### Rows
* * * * *
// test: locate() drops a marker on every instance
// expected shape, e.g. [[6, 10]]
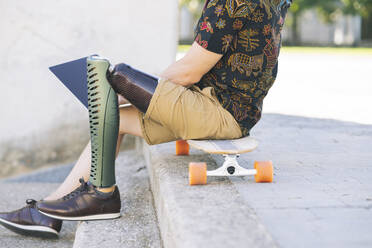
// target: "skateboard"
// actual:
[[230, 149]]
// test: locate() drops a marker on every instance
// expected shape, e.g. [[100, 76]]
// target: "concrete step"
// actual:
[[199, 216], [137, 226], [35, 185]]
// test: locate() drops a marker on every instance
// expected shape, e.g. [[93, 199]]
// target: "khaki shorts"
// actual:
[[176, 112]]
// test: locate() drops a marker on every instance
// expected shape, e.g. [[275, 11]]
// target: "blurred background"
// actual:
[[324, 66]]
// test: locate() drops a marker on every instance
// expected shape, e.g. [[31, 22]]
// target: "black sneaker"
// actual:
[[28, 221], [84, 203]]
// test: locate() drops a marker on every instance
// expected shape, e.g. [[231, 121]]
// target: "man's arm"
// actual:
[[191, 68]]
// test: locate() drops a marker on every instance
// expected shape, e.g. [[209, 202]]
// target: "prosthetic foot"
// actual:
[[104, 122]]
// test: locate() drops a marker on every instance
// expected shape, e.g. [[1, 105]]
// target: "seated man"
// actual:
[[215, 91]]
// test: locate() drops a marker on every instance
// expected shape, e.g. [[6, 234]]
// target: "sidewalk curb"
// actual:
[[199, 216]]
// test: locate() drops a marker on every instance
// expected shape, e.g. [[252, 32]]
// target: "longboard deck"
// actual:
[[235, 146]]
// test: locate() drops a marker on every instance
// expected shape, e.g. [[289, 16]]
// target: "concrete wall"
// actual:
[[41, 122]]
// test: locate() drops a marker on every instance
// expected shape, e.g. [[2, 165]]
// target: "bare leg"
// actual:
[[129, 123]]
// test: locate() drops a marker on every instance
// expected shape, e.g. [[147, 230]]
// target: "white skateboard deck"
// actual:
[[235, 146]]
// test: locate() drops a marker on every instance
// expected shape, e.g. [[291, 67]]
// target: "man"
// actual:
[[215, 92]]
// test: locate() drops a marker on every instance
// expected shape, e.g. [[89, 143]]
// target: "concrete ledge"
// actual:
[[200, 216]]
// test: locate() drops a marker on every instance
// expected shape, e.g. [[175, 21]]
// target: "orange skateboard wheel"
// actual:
[[197, 173], [265, 171], [182, 147]]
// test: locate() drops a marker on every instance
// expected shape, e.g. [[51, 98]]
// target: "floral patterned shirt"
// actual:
[[248, 34]]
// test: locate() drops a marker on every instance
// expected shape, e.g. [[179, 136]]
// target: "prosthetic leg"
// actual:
[[104, 122]]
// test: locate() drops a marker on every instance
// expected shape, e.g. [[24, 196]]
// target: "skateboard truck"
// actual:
[[198, 173]]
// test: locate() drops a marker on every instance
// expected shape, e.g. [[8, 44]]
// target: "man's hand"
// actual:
[[191, 68]]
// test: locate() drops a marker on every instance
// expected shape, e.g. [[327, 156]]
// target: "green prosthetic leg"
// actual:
[[104, 122]]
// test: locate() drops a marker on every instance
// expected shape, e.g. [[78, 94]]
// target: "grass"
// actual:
[[329, 50]]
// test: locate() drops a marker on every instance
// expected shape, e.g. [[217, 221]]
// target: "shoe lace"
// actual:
[[82, 188]]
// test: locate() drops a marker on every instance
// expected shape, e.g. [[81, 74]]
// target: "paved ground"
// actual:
[[137, 227], [37, 185], [322, 190]]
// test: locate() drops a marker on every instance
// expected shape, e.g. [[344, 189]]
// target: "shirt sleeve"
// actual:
[[219, 24]]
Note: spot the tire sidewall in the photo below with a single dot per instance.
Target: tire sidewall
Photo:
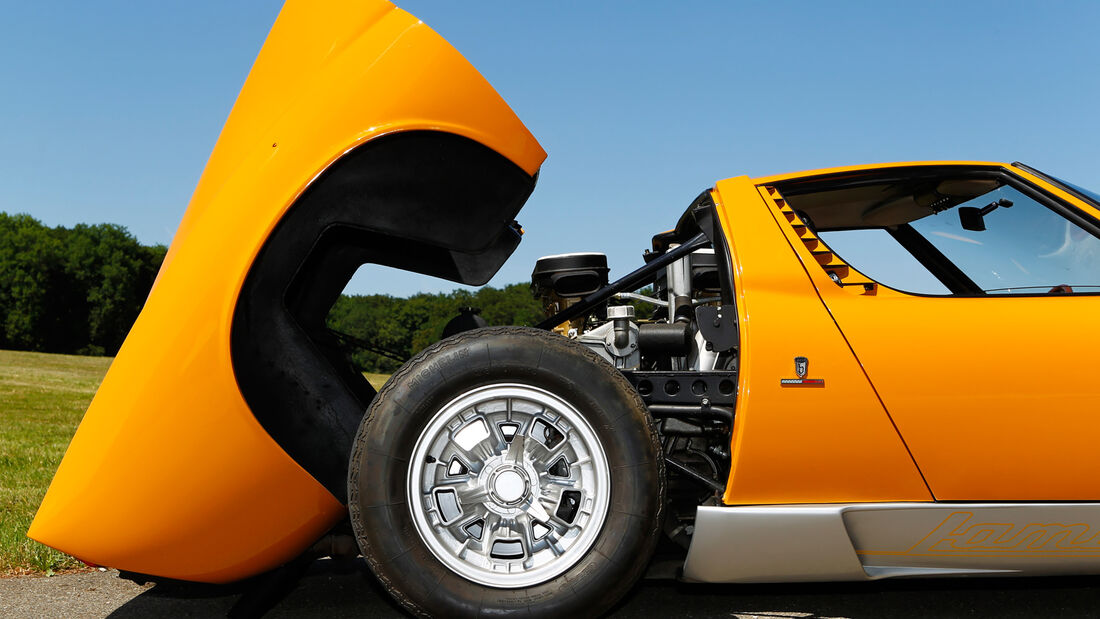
(380, 467)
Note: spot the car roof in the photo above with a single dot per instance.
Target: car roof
(867, 167)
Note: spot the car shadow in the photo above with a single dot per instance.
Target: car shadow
(336, 592)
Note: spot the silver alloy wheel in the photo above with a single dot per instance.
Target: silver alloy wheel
(508, 485)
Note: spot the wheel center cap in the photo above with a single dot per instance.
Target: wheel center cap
(509, 486)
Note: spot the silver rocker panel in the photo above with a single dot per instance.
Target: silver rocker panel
(871, 541)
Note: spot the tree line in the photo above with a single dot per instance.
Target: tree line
(78, 290)
(70, 290)
(405, 327)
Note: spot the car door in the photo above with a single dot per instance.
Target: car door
(993, 388)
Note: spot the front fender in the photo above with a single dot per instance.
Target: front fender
(216, 446)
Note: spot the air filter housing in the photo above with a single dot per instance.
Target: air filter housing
(563, 279)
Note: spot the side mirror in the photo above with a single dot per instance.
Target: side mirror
(972, 219)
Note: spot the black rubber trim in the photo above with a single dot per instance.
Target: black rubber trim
(430, 202)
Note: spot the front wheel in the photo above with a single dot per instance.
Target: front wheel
(506, 471)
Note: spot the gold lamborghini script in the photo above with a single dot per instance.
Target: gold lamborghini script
(958, 534)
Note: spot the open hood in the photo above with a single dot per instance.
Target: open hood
(217, 445)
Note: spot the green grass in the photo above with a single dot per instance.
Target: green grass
(376, 380)
(42, 399)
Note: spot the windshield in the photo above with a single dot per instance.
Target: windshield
(1022, 246)
(950, 233)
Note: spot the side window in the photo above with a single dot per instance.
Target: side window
(877, 255)
(967, 234)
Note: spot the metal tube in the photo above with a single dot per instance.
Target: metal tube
(719, 412)
(694, 475)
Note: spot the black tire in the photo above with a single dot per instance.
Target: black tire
(377, 484)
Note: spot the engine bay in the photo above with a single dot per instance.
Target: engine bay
(670, 327)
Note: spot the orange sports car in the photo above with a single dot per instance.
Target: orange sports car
(844, 374)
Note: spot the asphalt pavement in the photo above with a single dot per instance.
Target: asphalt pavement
(333, 592)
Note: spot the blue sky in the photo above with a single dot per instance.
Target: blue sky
(109, 110)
* * * * *
### What is being asked
Set down the complete material exactly, but do not include the images.

### Exercise solution
// test: locate() drops a marker on every instance
// expected shape, e.g. [[6, 10]]
// target: "skateboard"
// actual:
[[230, 149]]
// test: locate() drops a marker on every instance
// expected shape, e.g. [[100, 76]]
// target: "concrete step"
// actual:
[[199, 216], [137, 226], [35, 185]]
// test: locate() drops a marker on every instance
// expected shape, e.g. [[93, 199]]
// target: "khaki shorts"
// actual:
[[176, 112]]
// test: locate() drops a marker on every instance
// expected shape, e.g. [[275, 11]]
// target: "blurred background"
// actual:
[[324, 66]]
// test: locate() drops a marker on every instance
// expected shape, e.g. [[31, 22]]
// target: "black sneaker"
// actual:
[[28, 221], [84, 203]]
// test: locate() drops a marker on every instance
// expected shape, e.g. [[231, 121]]
// target: "man's arm"
// actual:
[[191, 68]]
// test: locate() drops a marker on every instance
// expected shape, e.g. [[209, 202]]
// target: "prosthetic foot"
// actual:
[[104, 122]]
// test: locate() drops a marker on every instance
// expected shape, e.g. [[1, 105]]
// target: "seated man"
// actual:
[[215, 91]]
// test: locate() drops a marker on every instance
// expected shape, e.g. [[6, 234]]
// target: "sidewalk curb"
// actual:
[[199, 216]]
// test: locate() drops a marker on every instance
// expected shape, e.g. [[252, 32]]
// target: "longboard deck"
// actual:
[[235, 146]]
// test: locate() drops a marker on every instance
// expected shape, e.g. [[289, 16]]
// target: "concrete wall"
// actual:
[[41, 122]]
// test: locate() drops a marker on every instance
// expected shape, e.g. [[2, 165]]
// target: "bare leg"
// actual:
[[129, 123]]
// test: locate() drops a marker on every instance
// expected shape, e.g. [[147, 230]]
// target: "white skateboard deck"
// actual:
[[235, 146]]
// test: locate() drops a marker on every instance
// expected shape, e.g. [[291, 67]]
// target: "man"
// actual:
[[215, 92]]
// test: locate() drops a marker on every instance
// expected shape, e.g. [[89, 143]]
// target: "concrete ledge"
// actual:
[[200, 216]]
// test: locate() drops a marker on every instance
// expected shape, e.g. [[175, 21]]
// target: "orange skateboard wheel"
// actual:
[[197, 173], [265, 171], [182, 147]]
// test: locate() drops a marker on every instance
// expected shape, e.g. [[51, 98]]
// target: "floral patterned shirt"
// actual:
[[248, 34]]
// test: locate() drops a marker on every instance
// expected shape, e.g. [[179, 136]]
// target: "prosthetic leg"
// actual:
[[104, 122]]
// test: locate() drops a marker on every instance
// expected shape, e.g. [[24, 196]]
// target: "skateboard truck"
// actual:
[[198, 173]]
// test: locate() drops a marker on every instance
// expected shape, e.g. [[8, 44]]
// target: "man's hand"
// actual:
[[191, 68]]
// test: locate() drops a marker on every instance
// expected shape, e.g. [[327, 156]]
// target: "green prosthetic leg"
// actual:
[[104, 122]]
// test: locate() drops a marker on every instance
// expected shape, e.g. [[78, 94]]
// target: "grass"
// actual:
[[329, 50]]
// test: locate() drops a marker on every instance
// expected shape, e.g. [[217, 221]]
// target: "shoe lace"
// actual:
[[82, 188]]
// test: locate() drops a marker on every instance
// expected shape, e.g. [[81, 74]]
// target: "paved ground"
// actual:
[[137, 227], [37, 185], [322, 190]]
// test: locate() drops a marker on every instance
// expected shape, e.g. [[344, 189]]
// target: "shirt sleeve"
// actual:
[[219, 24]]
Note: spot the tire sidewall in the photo below with a single dot per instance.
Target: tire sidewall
Photo:
(380, 467)
Note: spot the car roof in the photo above with a single dot per instance.
Target: car roof
(867, 167)
Note: spot the car shadow in the photo above with a single dot per instance.
Target: car shadow
(336, 592)
Note: spot the silver alloy wheel in the photo above with a single dot per instance.
Target: silver alloy wheel
(508, 485)
Note: spot the wheel center cap in the photo above with a single dot per instance.
Target: wheel center cap
(509, 486)
Note: spot the silver rocker panel in the photo above with a single dot per instance.
Target: silver rocker panel
(871, 541)
Note: spot the tree line in the photo above with a single dot per instance.
Target: tree line
(78, 290)
(70, 290)
(405, 327)
Note: spot the car door in the photo above with a single dot per instance.
Target: car door
(993, 388)
Note: spot the front fender in the photo above with a single dot per instance.
Target: front fender
(216, 446)
Note: spot the air filter housing in the photo above with a single dot per instance.
Target: air filter housing
(563, 279)
Note: spot the side mirror in the photo above with a single dot per instance.
Target: side mirror
(972, 219)
Note: spot the black rubber trim in the photo above with a single dot per instance.
Target: black rubber trim
(430, 202)
Note: spot the front wheel in the photo above with a single dot per instance.
Target: front wheel
(506, 471)
Note: spot the gold lamborghini script in the photo above with a single dot per instance.
Target: gold lamborghini script
(958, 534)
Note: spot the open hood in the photo above with a single dot per instance.
Target: open hood
(217, 445)
Note: spot the green grass in the photo above with a single dot per instance.
Target: green grass
(376, 380)
(42, 399)
Note: spot the windshield in the photo above with a single dot per instance.
Target: windshield
(1022, 246)
(950, 233)
Note: spot the side window in the photo above with a single dot per instance.
Target: side window
(877, 255)
(967, 234)
Note: spot the metal tube in the photo above with a single dot per instance.
Target: metal tube
(719, 412)
(694, 475)
Note: spot the black tire in the photo above with a single dot per instance.
Target: black tire
(377, 484)
Note: spot the engine bay in the photo above with a single dot per instance.
Target: engine bay
(670, 327)
Note: spot the orange sports car in the photo above with a single dot per instance.
Target: orange sports car
(844, 374)
Note: spot the asphalt pavement in the photo above with a single dot per instance.
Target: asphalt pavement
(333, 592)
Note: spot the blue sky in the photo above with a single dot per instance.
Target: blue sky
(109, 110)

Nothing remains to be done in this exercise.